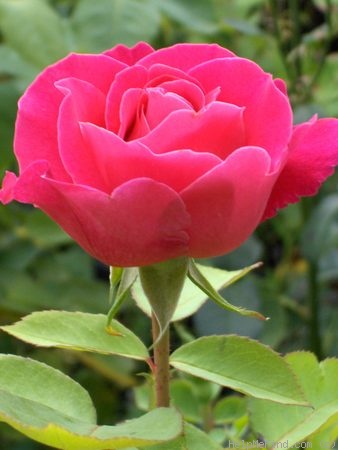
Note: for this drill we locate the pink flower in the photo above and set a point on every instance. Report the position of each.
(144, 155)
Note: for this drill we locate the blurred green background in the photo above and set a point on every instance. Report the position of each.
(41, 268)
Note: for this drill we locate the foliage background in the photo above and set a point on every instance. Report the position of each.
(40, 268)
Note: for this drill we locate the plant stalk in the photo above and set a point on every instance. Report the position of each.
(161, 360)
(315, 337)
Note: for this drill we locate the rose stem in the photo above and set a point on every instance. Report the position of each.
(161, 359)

○ ○ ○ ○ ○

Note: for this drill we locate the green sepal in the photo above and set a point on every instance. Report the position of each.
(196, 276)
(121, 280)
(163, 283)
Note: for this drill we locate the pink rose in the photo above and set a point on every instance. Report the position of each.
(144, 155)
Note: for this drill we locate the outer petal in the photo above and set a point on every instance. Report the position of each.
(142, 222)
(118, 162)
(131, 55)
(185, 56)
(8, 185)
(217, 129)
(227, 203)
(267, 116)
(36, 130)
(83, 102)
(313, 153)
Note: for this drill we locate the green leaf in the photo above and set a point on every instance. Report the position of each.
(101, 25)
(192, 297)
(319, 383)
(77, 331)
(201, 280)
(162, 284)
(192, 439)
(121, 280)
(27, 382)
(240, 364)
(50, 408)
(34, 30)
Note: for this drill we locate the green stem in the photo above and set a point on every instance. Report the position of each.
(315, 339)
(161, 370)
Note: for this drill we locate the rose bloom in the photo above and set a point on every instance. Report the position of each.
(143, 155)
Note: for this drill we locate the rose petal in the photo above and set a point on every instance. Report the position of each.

○ ○ ○ ○ ○

• [What you should do]: Extract, in order, every line from the items above that contains the word "green".

• [In response]:
Note: for this drill we locate the blurred green background in the photo above and set a point on every instance. Report the position of each.
Note: for this drill we locate the green sepal in the photo above and set a point on every instance. Report the position of each.
Note: for this drill we locate the green leaf in the photo above and set a point on every instance. Report the position of each.
Note: for this drill we locate the green stem in the photo above and set a point on every instance. Report the position of each.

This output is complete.